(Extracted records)
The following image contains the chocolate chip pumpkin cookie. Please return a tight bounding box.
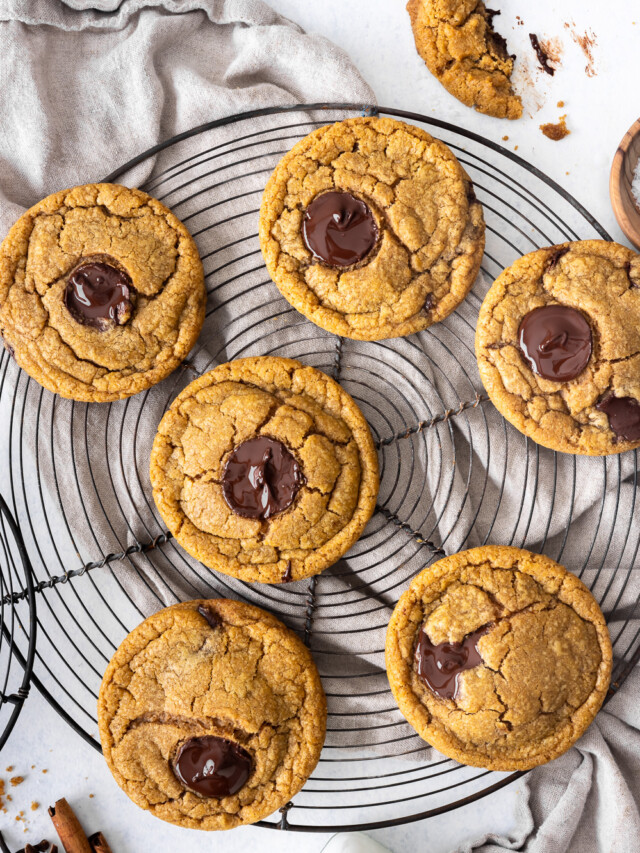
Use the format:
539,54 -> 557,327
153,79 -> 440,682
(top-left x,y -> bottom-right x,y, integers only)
151,357 -> 378,583
386,546 -> 612,770
260,118 -> 484,340
98,599 -> 327,830
0,184 -> 206,403
407,0 -> 522,119
476,240 -> 640,455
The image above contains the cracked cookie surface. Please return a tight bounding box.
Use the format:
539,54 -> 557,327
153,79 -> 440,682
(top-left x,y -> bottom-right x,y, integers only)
0,184 -> 206,402
476,240 -> 640,455
98,599 -> 327,830
151,357 -> 378,583
407,0 -> 522,119
260,118 -> 485,340
386,546 -> 612,770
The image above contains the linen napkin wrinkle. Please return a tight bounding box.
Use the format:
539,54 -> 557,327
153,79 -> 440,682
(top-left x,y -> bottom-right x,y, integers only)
0,0 -> 640,853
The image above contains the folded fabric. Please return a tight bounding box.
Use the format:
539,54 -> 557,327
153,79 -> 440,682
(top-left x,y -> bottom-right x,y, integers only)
0,0 -> 374,233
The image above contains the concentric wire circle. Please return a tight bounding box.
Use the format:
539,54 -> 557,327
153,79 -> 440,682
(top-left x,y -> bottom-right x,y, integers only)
0,104 -> 640,831
0,495 -> 36,750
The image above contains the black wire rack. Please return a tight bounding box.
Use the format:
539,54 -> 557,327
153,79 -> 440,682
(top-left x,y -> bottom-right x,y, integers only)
0,104 -> 640,831
0,495 -> 36,750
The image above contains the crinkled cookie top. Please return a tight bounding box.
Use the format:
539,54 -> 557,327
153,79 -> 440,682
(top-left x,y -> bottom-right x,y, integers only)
151,357 -> 378,583
260,118 -> 484,340
386,546 -> 612,770
407,0 -> 522,119
0,184 -> 206,402
476,240 -> 640,455
98,599 -> 326,829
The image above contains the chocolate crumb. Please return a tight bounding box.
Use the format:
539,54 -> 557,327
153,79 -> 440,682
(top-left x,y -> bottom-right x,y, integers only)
540,115 -> 571,142
529,33 -> 556,77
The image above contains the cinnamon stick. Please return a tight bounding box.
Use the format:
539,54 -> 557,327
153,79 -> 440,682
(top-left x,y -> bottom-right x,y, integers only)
89,832 -> 111,853
49,797 -> 93,853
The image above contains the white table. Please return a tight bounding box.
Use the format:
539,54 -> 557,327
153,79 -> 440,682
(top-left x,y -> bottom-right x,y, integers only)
0,0 -> 640,853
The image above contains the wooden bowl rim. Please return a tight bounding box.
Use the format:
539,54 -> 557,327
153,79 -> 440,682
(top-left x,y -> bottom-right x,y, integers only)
609,118 -> 640,249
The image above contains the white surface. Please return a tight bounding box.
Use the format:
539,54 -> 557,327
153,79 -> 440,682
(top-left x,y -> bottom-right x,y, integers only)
0,0 -> 640,853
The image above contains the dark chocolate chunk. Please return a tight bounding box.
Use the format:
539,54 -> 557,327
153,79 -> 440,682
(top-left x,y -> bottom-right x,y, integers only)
529,33 -> 556,77
198,604 -> 222,628
596,393 -> 640,441
518,305 -> 593,382
173,735 -> 252,798
302,191 -> 378,267
222,435 -> 306,519
545,246 -> 571,272
64,261 -> 134,332
415,625 -> 491,699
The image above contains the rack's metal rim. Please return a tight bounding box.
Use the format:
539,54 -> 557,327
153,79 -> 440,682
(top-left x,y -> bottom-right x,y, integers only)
0,494 -> 38,750
2,103 -> 624,832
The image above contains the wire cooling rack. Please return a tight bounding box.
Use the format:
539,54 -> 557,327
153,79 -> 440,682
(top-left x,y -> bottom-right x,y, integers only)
0,495 -> 36,750
0,104 -> 640,831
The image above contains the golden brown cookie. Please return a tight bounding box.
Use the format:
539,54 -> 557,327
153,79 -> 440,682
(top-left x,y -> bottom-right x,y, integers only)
98,599 -> 327,830
407,0 -> 522,119
476,240 -> 640,456
260,118 -> 484,340
0,184 -> 206,403
151,357 -> 378,583
386,545 -> 612,770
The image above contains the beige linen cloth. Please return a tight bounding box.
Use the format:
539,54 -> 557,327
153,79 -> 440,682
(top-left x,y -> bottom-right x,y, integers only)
0,0 -> 640,853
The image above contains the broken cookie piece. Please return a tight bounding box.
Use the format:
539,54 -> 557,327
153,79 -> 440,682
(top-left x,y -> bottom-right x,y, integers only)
386,545 -> 612,771
407,0 -> 522,119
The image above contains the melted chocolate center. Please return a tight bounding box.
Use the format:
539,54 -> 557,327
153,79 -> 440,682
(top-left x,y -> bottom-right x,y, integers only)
415,625 -> 491,699
518,305 -> 593,382
222,435 -> 306,519
596,394 -> 640,441
64,261 -> 133,332
173,735 -> 252,797
302,192 -> 378,267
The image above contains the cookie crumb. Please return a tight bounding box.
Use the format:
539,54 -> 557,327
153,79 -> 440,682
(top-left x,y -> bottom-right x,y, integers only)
564,21 -> 598,77
529,33 -> 556,77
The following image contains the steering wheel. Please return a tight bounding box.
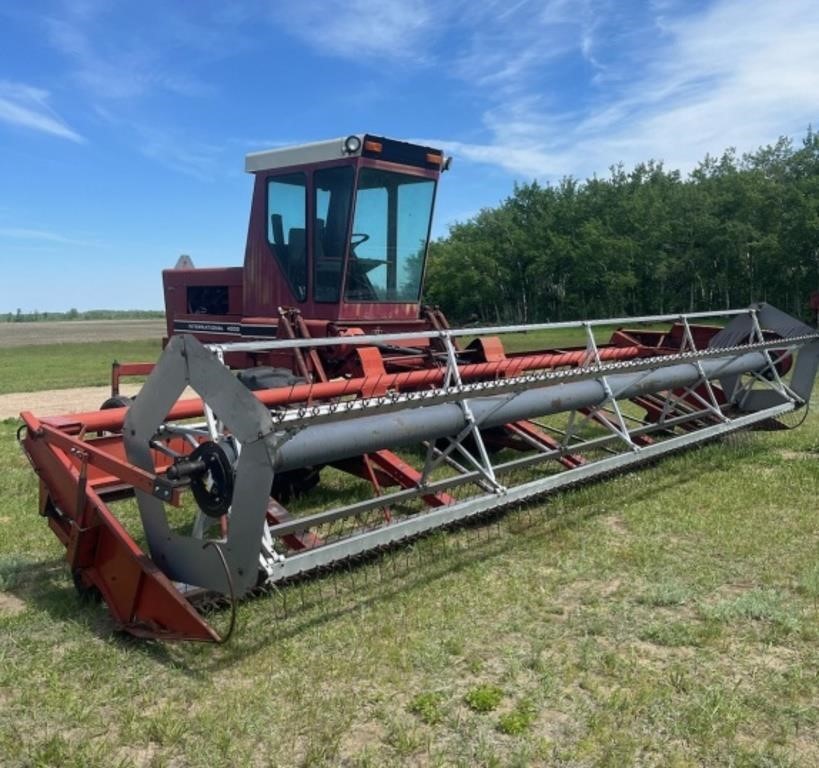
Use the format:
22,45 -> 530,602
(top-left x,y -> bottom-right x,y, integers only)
350,232 -> 370,250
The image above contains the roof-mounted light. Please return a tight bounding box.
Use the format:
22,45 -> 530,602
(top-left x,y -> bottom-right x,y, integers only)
344,134 -> 361,155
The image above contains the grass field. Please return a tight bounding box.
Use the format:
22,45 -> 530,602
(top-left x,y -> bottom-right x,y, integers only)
0,337 -> 162,395
0,340 -> 819,768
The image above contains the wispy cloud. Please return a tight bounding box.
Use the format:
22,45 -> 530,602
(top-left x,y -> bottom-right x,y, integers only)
272,0 -> 440,60
0,227 -> 101,248
430,0 -> 819,179
43,9 -> 211,101
0,81 -> 84,142
136,127 -> 227,181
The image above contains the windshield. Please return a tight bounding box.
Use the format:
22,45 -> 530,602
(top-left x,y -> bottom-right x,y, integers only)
344,168 -> 435,302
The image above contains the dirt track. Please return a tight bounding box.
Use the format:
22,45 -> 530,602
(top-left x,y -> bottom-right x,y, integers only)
0,384 -> 140,421
0,319 -> 165,348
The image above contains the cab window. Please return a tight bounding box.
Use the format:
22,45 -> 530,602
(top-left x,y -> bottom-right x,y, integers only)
267,173 -> 307,301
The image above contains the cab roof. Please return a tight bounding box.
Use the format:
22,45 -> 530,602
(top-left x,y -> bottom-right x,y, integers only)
245,133 -> 444,173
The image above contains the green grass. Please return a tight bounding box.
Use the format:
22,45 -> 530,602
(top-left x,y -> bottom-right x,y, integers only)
0,390 -> 819,768
0,339 -> 162,395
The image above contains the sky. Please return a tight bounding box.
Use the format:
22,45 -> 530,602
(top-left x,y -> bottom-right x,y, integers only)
0,0 -> 819,313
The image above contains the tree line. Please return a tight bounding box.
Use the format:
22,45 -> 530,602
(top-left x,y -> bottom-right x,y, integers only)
0,307 -> 165,323
425,129 -> 819,323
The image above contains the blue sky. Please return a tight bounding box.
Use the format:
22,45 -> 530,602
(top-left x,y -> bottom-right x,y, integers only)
0,0 -> 819,312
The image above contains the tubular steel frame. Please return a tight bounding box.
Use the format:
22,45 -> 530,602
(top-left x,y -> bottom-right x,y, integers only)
21,305 -> 819,641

The task:
Repeat the stretch of the items from the line containing "The image above contains the wispy" through the line containing "0,0 -> 819,312", both lines included, exactly as they appear.

Answer to this task:
The image above contains the wispy cloud. Please return a tight bounding box.
Use the format:
22,45 -> 530,602
(top-left x,y -> bottom-right x,y, integers only)
272,0 -> 440,60
0,227 -> 101,248
430,0 -> 819,179
43,9 -> 211,101
0,81 -> 84,142
136,127 -> 227,181
The image above contains the windshield. Please return a tight bounding box.
Use the format:
22,45 -> 530,602
(top-left x,y -> bottom-right x,y, integers only)
344,168 -> 435,302
The image above contains the dirt track. Please return a tight bounding box.
Use the format:
22,45 -> 530,602
(top-left x,y -> bottom-right x,y, integers only)
0,384 -> 140,421
0,319 -> 165,348
The image above contains the cab window. Please return a tight bounding box.
Use the format:
22,45 -> 530,602
(top-left x,y -> bottom-right x,y, integers only)
267,173 -> 307,301
The image above contains the cab roof. Please return a tight bounding box.
Use the format:
22,45 -> 530,602
(top-left x,y -> bottom-right x,y, integers only)
245,133 -> 444,173
The image above contains the green grass. Please return a tight bounding box.
Use the format:
22,45 -> 530,602
(top-left x,y -> bottom-right x,y, integers only)
0,390 -> 819,768
0,339 -> 162,395
The image above contains the sky. Please return a tight bounding box.
Use the format:
22,45 -> 530,602
(top-left x,y -> bottom-right x,y, integers only)
0,0 -> 819,313
The image above contains the tree line. Please return a tight bounding box.
Use the format:
22,45 -> 530,602
(top-left x,y -> bottom-right x,y, integers only)
0,307 -> 165,323
425,129 -> 819,323
The image above contains the blue sky. Please return a tight bounding box.
Use the format:
22,45 -> 530,602
(top-left x,y -> bottom-right x,y, integers only)
0,0 -> 819,312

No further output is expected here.